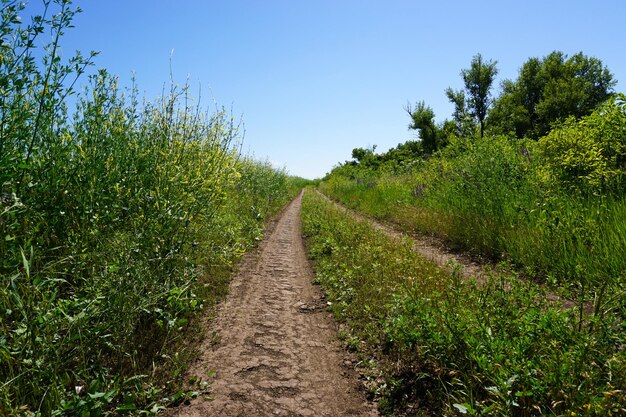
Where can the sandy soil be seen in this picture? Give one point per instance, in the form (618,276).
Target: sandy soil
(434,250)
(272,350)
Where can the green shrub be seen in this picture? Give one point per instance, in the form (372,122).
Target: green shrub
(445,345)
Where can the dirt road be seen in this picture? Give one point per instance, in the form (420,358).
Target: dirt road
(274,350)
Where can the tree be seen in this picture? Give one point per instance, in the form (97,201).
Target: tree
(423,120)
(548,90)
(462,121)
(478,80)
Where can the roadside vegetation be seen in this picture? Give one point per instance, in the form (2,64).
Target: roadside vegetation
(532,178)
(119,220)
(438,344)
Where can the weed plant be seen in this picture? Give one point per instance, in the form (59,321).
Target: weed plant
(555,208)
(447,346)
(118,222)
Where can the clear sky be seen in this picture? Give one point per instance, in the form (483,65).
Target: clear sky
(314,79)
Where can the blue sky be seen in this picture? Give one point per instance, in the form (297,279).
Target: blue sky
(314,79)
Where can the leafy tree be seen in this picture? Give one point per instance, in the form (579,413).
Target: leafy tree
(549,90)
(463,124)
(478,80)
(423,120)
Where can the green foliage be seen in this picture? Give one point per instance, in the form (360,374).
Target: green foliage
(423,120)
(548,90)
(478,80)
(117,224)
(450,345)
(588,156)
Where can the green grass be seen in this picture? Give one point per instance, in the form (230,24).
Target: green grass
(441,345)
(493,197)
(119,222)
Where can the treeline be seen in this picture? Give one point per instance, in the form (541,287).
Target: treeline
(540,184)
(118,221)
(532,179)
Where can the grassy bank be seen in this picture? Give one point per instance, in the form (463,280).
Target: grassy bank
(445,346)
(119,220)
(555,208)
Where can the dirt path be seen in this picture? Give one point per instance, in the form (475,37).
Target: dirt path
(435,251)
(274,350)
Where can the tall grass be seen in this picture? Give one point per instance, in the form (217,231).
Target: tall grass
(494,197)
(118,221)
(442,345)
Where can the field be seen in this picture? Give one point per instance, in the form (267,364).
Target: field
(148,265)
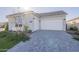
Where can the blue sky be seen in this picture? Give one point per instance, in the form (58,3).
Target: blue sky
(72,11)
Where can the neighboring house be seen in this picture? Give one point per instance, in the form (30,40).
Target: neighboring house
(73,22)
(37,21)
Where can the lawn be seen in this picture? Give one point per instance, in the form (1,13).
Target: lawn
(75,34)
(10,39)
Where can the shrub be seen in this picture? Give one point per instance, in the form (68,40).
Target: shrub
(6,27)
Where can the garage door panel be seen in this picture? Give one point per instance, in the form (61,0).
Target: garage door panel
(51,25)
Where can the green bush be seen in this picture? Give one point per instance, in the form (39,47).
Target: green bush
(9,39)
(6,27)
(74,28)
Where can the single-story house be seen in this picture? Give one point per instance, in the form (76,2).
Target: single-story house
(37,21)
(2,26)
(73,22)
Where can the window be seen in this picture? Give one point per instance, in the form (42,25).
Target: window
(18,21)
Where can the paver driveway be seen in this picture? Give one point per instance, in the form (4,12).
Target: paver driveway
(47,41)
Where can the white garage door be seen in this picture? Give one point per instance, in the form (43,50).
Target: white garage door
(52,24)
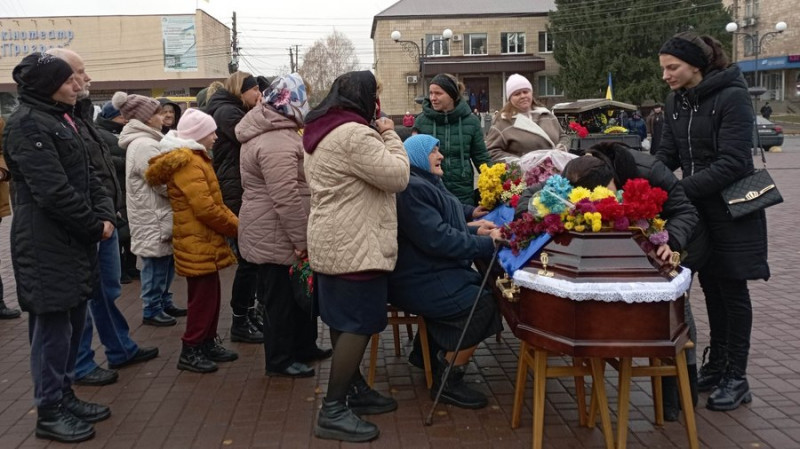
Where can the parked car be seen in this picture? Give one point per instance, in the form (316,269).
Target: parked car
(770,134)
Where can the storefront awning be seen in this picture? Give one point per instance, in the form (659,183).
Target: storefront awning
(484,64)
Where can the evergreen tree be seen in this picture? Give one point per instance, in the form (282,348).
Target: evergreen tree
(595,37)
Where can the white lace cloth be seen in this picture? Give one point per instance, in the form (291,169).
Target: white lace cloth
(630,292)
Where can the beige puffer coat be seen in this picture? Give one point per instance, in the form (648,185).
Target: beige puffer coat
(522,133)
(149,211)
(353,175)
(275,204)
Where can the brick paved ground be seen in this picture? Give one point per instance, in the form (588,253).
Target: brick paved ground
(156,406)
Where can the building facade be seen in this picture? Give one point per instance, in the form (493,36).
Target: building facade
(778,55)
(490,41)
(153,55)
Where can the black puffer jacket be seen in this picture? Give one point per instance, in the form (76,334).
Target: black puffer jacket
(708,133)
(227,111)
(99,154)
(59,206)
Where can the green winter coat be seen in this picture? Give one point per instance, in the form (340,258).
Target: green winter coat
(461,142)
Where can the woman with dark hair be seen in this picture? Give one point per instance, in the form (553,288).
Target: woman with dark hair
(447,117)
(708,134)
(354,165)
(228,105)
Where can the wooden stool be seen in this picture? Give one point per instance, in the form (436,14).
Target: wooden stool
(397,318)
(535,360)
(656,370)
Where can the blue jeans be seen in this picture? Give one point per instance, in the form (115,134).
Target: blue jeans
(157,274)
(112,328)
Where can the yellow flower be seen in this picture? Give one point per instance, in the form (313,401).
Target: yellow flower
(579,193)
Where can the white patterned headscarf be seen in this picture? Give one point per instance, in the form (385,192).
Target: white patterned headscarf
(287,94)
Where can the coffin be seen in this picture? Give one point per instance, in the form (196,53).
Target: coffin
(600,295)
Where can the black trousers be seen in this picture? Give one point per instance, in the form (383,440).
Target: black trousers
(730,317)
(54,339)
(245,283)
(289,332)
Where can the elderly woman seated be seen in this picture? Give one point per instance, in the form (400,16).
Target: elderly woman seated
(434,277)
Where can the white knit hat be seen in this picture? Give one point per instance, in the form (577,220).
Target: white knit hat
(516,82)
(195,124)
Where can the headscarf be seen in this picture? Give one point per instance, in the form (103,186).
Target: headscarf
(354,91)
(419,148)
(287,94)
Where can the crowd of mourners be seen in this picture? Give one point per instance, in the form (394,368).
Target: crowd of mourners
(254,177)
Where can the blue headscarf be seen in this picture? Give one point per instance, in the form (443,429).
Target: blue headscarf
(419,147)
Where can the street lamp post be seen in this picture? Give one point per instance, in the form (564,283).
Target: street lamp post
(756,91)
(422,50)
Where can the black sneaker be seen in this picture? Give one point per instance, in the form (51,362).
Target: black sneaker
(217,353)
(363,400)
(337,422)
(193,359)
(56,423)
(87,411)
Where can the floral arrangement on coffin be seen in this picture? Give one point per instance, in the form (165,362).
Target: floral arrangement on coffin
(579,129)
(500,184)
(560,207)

Task objective: Print all of the entries word for word. Skip any images they contain.

Complete response:
Where can the sandy soil be seen in this picture? Give one point per instance, in the form (618,276).
Target: sandy soil
(434,250)
(272,350)
Where can the green shrub be seen in this picture? Give one point per instance, in the form (372,122).
Target: green shrub
(445,345)
Where can the dirt road be seen in this picture? Give one point per instance, in the form (420,358).
Target: dirt road
(274,350)
Where can the tree be seen in this picture? Give one point per instance, in the form (97,201).
Target: tree
(423,120)
(548,90)
(462,121)
(478,80)
Where can the roadside vegetation be seen in this picture? Give one point per instance, in the form (2,64).
Target: roadside vegetation
(532,178)
(119,220)
(438,344)
Where can the weed plant be seen in this picture? Give one point per instance, in the form (59,321).
Target: weed plant
(555,208)
(447,346)
(118,222)
Where can the clear sky be seen in this picture? Give one point per instance, in the form (483,65).
Target: clear sky
(314,79)
Where can the blue sky be seen in this picture? Give one point per instance, in the form (297,279).
Target: blue sky
(314,79)
Where can the leafy tree be seen in this picture? Give one point per instance, in the form (579,413).
Target: leafy tree
(549,90)
(463,124)
(478,80)
(423,120)
Where can the green foliage be seen in this picture? Give one point per instance, in the form (360,374).
Target: green foliage
(423,120)
(548,90)
(478,80)
(117,224)
(450,345)
(588,156)
Where can the green grass be seen in this picture? Give one point per instance, in the form (230,24).
Target: green grass
(441,345)
(493,197)
(119,222)
Where can the treeline be seen in this picture? Give one point per instance, in the form (541,287).
Target: treeline
(540,184)
(118,221)
(532,179)
Where can the grassy bank be seen in this picture? Give one point per instance, in the form (463,280).
Target: grassy bank
(445,346)
(119,220)
(555,208)
Where can the dirt path be seen in this picture? Give one point per instance, in the form (475,37).
Target: dirt path
(435,251)
(274,350)
Where can the tall grass be seen in this picture? Give one point per instance, in the form (217,231).
Target: tall grass
(494,197)
(118,221)
(442,345)
Where can the field be seen in this picture? Give one point per instance, in the form (267,364).
Target: field
(148,265)
Where can the blue sky be seen in this picture? Give one point per instance, in the form (58,3).
Target: blue sky
(72,11)
Where can the neighboring house be seen in this picture? Give one point per instance, in the form (30,40).
Target: neighboring house
(73,22)
(37,21)
Where can the lawn be seen in this picture? Give one point per instance, in the form (1,13).
Target: lawn
(75,34)
(10,39)
Where can the shrub be seen in this picture? Give one point per instance, in the form (68,40).
Target: shrub
(6,27)
Where can the garage door panel be seen in this picture? Give one point per instance, in the form (61,0).
Target: garage door panel
(51,25)
Where can the green bush be seen in this picture? Give one point per instance, in the form (39,47).
Target: green bush
(9,39)
(6,27)
(74,28)
Where can the single-story house be seen in this picture? Give one point per instance, in the form (76,2).
Target: single-story house
(37,21)
(2,26)
(73,22)
Where can the window be seen in this picture? Give one point per instance, in the form (42,25).
Target: window
(18,21)
Where can the paver driveway be seen in this picture? Give one point per instance, in the form (4,12).
Target: paver driveway
(47,41)
Where can the white garage door be seen in this picture? Give one point per instance, in the form (43,50).
Target: white garage door
(52,24)
Where can the parked car be seen in this picture? Give one point per instance, in the form (316,269).
Target: parked car
(770,134)
Where can the storefront awning be seen in this picture? Give one point per instance, in the form (659,183).
Target: storefront awning
(484,64)
Where can the evergreen tree be seen in this picture? Give one point per instance, in the form (282,348).
Target: evergreen tree
(595,37)
Where can the white lace cloth be seen in this picture? Give one point per instance, in the form (291,169).
Target: white lace cloth
(630,292)
Where can the beige puffer coat be seen in this picture? Give one point per instance, in the form (648,185).
Target: beige puffer coat
(522,133)
(149,211)
(353,175)
(275,204)
Where can the brick paved ground be seen in this picture? Give one point per instance, in the form (588,253).
Target: brick paved ground
(156,406)
Where can the building facade be seen in this picture? Give one point per instance, in the form (493,36).
Target: building facade
(778,55)
(490,41)
(153,55)
Where can the black puffer jacket be seen in this picture? Give one point per instance, in the form (76,334).
Target: black puffer jacket
(708,133)
(227,111)
(99,154)
(59,206)
Where can the green winter coat be seen in this picture? Give one point per instance, in the form (340,258).
Target: green winter coat
(461,142)
Where can the woman with dark hair be seen in this picture? Give one point per instance, in the form (553,288).
Target: woman with dark hair
(447,117)
(708,134)
(354,165)
(228,105)
Where can the wooden stool be seen in this picture? Give one point per instance, in the form (436,14).
Target: wooden stool
(397,318)
(535,360)
(656,370)
Where can the blue jeans be seen in this picture? Give one point per instance, in the form (115,134).
Target: blue jeans
(157,274)
(112,328)
Where can the yellow flower be seen in this picture? Give one point per instance, in the form (313,401).
Target: yellow flower
(579,193)
Where can the white patterned headscarf be seen in this picture? Give one point per instance, in the form (385,192).
Target: white patterned headscarf
(287,94)
Where can the coffin be seen in this picture? Give one point per instance, in the form (196,53).
Target: coffin
(600,295)
Where can the black trousers be seen in this picture? Give one point per instance, in the form (383,440).
Target: black trousers
(730,317)
(54,339)
(245,283)
(289,332)
Where can the elderly woman seated be seen in this picture? Give one point per instance, in the form (400,16).
Target: elderly woman seated
(434,277)
Where can the white knit hat be seen in this picture? Give one point per instance, in the form (577,220).
Target: white knit hat
(516,82)
(195,124)
Where can the headscarf be seen in this picture? Give one point per instance, in the form (103,186).
Target: headscarf
(354,91)
(419,148)
(287,94)
Where can the crowd of mourners be seen in this picture? Give one point per instance, in the form (394,368).
Target: crowd of mourners
(254,177)
Where can the blue headscarf be seen in this picture? Give one point per instance, in the form (443,429).
Target: blue headscarf
(419,147)
Where can the street lamp post be seen in this picture? Give one point per instance, in the form (564,283).
Target: street lamp post
(756,91)
(422,50)
Where can the black sneaker be seen in this picture? Give one point per instance, in the form (51,362).
Target: black sneaker
(217,353)
(363,400)
(337,422)
(193,359)
(56,423)
(87,411)
Where can the floral arrangement on coffin be seen in this picture? Give one point per instance, in the form (165,362).
Target: floral arrangement on coffin
(579,129)
(500,184)
(560,207)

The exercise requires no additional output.